Dataset excerpt:
▼

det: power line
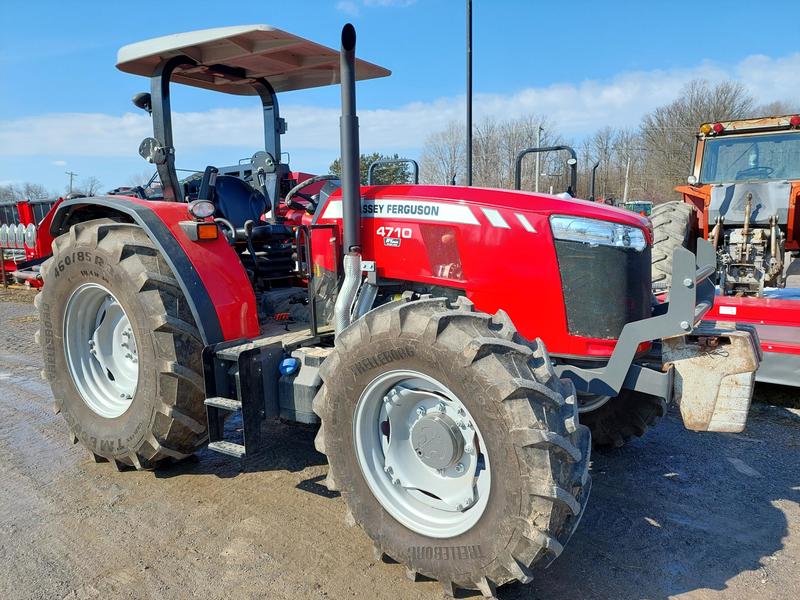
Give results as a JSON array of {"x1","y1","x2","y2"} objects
[{"x1": 64, "y1": 171, "x2": 78, "y2": 194}]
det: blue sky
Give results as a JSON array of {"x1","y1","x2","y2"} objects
[{"x1": 0, "y1": 0, "x2": 800, "y2": 190}]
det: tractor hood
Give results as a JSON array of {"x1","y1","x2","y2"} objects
[{"x1": 354, "y1": 185, "x2": 650, "y2": 231}]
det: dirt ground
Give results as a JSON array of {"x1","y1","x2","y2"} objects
[{"x1": 0, "y1": 289, "x2": 800, "y2": 600}]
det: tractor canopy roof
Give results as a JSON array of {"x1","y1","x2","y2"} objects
[{"x1": 117, "y1": 25, "x2": 391, "y2": 96}]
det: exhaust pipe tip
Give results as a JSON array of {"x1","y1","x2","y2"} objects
[{"x1": 342, "y1": 23, "x2": 356, "y2": 52}]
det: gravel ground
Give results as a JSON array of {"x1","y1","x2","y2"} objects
[{"x1": 0, "y1": 290, "x2": 800, "y2": 600}]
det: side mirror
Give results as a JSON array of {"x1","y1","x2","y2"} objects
[
  {"x1": 132, "y1": 92, "x2": 153, "y2": 115},
  {"x1": 139, "y1": 138, "x2": 167, "y2": 165}
]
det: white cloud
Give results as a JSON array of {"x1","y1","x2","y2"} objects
[
  {"x1": 0, "y1": 54, "x2": 800, "y2": 162},
  {"x1": 336, "y1": 0, "x2": 359, "y2": 17},
  {"x1": 336, "y1": 0, "x2": 417, "y2": 17},
  {"x1": 363, "y1": 0, "x2": 417, "y2": 8}
]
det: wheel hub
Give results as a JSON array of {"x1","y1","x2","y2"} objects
[
  {"x1": 353, "y1": 371, "x2": 491, "y2": 537},
  {"x1": 411, "y1": 413, "x2": 464, "y2": 469},
  {"x1": 64, "y1": 283, "x2": 139, "y2": 419}
]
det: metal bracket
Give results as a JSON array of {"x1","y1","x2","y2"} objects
[{"x1": 558, "y1": 239, "x2": 717, "y2": 396}]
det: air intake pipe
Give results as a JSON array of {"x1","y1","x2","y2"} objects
[{"x1": 334, "y1": 23, "x2": 361, "y2": 335}]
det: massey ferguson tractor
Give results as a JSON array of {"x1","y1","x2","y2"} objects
[
  {"x1": 652, "y1": 115, "x2": 800, "y2": 387},
  {"x1": 37, "y1": 25, "x2": 759, "y2": 597}
]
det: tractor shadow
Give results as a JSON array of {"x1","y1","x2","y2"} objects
[
  {"x1": 498, "y1": 398, "x2": 800, "y2": 600},
  {"x1": 155, "y1": 415, "x2": 328, "y2": 482}
]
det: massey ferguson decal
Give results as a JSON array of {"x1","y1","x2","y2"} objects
[{"x1": 322, "y1": 198, "x2": 480, "y2": 225}]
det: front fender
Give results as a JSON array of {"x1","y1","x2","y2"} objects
[{"x1": 50, "y1": 196, "x2": 259, "y2": 345}]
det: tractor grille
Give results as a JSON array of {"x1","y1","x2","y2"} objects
[{"x1": 556, "y1": 240, "x2": 652, "y2": 339}]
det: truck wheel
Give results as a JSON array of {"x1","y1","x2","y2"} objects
[
  {"x1": 314, "y1": 297, "x2": 591, "y2": 596},
  {"x1": 650, "y1": 201, "x2": 694, "y2": 290},
  {"x1": 578, "y1": 390, "x2": 667, "y2": 448},
  {"x1": 36, "y1": 219, "x2": 207, "y2": 469}
]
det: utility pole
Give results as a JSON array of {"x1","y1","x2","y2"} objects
[
  {"x1": 467, "y1": 0, "x2": 472, "y2": 185},
  {"x1": 622, "y1": 156, "x2": 631, "y2": 202},
  {"x1": 533, "y1": 123, "x2": 544, "y2": 192},
  {"x1": 64, "y1": 171, "x2": 78, "y2": 194}
]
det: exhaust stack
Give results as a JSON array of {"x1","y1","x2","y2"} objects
[
  {"x1": 339, "y1": 23, "x2": 361, "y2": 253},
  {"x1": 334, "y1": 23, "x2": 361, "y2": 335}
]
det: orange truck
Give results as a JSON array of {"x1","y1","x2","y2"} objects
[{"x1": 651, "y1": 115, "x2": 800, "y2": 386}]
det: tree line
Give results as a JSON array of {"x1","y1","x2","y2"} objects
[
  {"x1": 420, "y1": 80, "x2": 800, "y2": 202},
  {"x1": 0, "y1": 176, "x2": 103, "y2": 202}
]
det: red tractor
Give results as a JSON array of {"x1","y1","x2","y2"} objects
[{"x1": 37, "y1": 25, "x2": 758, "y2": 596}]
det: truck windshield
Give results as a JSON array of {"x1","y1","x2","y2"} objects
[{"x1": 700, "y1": 132, "x2": 800, "y2": 183}]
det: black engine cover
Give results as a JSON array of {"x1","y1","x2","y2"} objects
[{"x1": 555, "y1": 240, "x2": 652, "y2": 339}]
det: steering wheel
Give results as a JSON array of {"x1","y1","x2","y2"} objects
[
  {"x1": 283, "y1": 175, "x2": 339, "y2": 214},
  {"x1": 736, "y1": 167, "x2": 775, "y2": 179}
]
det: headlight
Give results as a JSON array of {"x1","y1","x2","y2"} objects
[
  {"x1": 550, "y1": 215, "x2": 647, "y2": 252},
  {"x1": 189, "y1": 200, "x2": 217, "y2": 219}
]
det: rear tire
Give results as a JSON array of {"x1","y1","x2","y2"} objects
[
  {"x1": 314, "y1": 298, "x2": 591, "y2": 596},
  {"x1": 650, "y1": 201, "x2": 694, "y2": 291},
  {"x1": 36, "y1": 219, "x2": 207, "y2": 469},
  {"x1": 581, "y1": 390, "x2": 667, "y2": 448}
]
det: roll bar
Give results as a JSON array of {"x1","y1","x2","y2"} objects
[
  {"x1": 514, "y1": 146, "x2": 578, "y2": 196},
  {"x1": 589, "y1": 160, "x2": 600, "y2": 202}
]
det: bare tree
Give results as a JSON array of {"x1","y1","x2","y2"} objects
[
  {"x1": 420, "y1": 121, "x2": 465, "y2": 184},
  {"x1": 753, "y1": 100, "x2": 800, "y2": 117},
  {"x1": 640, "y1": 79, "x2": 754, "y2": 199},
  {"x1": 75, "y1": 175, "x2": 103, "y2": 196}
]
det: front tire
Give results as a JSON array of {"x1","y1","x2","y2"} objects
[
  {"x1": 314, "y1": 298, "x2": 591, "y2": 595},
  {"x1": 650, "y1": 201, "x2": 694, "y2": 291},
  {"x1": 36, "y1": 219, "x2": 207, "y2": 469},
  {"x1": 578, "y1": 390, "x2": 667, "y2": 448}
]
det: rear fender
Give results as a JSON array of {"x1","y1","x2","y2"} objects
[{"x1": 50, "y1": 196, "x2": 259, "y2": 345}]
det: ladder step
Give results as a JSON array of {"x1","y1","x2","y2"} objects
[
  {"x1": 208, "y1": 442, "x2": 247, "y2": 458},
  {"x1": 203, "y1": 396, "x2": 242, "y2": 412}
]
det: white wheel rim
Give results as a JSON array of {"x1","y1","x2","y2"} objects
[
  {"x1": 353, "y1": 370, "x2": 491, "y2": 538},
  {"x1": 64, "y1": 283, "x2": 139, "y2": 419}
]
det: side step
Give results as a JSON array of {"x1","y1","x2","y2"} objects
[
  {"x1": 203, "y1": 343, "x2": 283, "y2": 460},
  {"x1": 208, "y1": 441, "x2": 247, "y2": 458}
]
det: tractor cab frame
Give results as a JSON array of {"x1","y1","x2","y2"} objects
[{"x1": 117, "y1": 25, "x2": 391, "y2": 206}]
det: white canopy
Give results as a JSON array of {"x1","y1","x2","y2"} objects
[{"x1": 117, "y1": 25, "x2": 391, "y2": 96}]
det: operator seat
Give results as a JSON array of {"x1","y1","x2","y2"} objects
[
  {"x1": 197, "y1": 166, "x2": 286, "y2": 242},
  {"x1": 212, "y1": 175, "x2": 270, "y2": 229}
]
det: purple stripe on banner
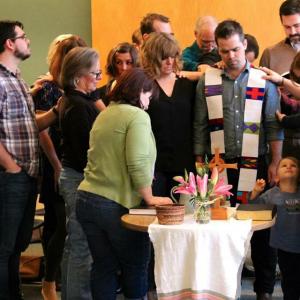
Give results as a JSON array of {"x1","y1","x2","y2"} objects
[
  {"x1": 246, "y1": 87, "x2": 265, "y2": 100},
  {"x1": 208, "y1": 118, "x2": 224, "y2": 132},
  {"x1": 205, "y1": 84, "x2": 223, "y2": 97}
]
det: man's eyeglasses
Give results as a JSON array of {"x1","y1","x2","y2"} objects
[
  {"x1": 90, "y1": 70, "x2": 102, "y2": 80},
  {"x1": 10, "y1": 34, "x2": 28, "y2": 41}
]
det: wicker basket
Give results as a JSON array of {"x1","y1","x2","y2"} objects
[{"x1": 156, "y1": 204, "x2": 185, "y2": 225}]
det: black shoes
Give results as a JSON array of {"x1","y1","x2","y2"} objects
[{"x1": 256, "y1": 293, "x2": 273, "y2": 300}]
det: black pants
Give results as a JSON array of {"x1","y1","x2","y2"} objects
[{"x1": 278, "y1": 249, "x2": 300, "y2": 300}]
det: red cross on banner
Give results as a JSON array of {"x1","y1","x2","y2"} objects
[{"x1": 246, "y1": 87, "x2": 265, "y2": 100}]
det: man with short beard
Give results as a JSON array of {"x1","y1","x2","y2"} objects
[
  {"x1": 0, "y1": 21, "x2": 58, "y2": 300},
  {"x1": 194, "y1": 20, "x2": 283, "y2": 300},
  {"x1": 260, "y1": 0, "x2": 300, "y2": 159},
  {"x1": 259, "y1": 0, "x2": 300, "y2": 74}
]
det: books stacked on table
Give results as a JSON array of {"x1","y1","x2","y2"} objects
[
  {"x1": 236, "y1": 204, "x2": 276, "y2": 221},
  {"x1": 129, "y1": 206, "x2": 156, "y2": 216}
]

▲

Locate each line of the records that contains the string "ferguson" and copy those lines out.

SOLUTION FOR THIS EXERCISE:
det: massey ferguson tractor
det: massey ferguson decal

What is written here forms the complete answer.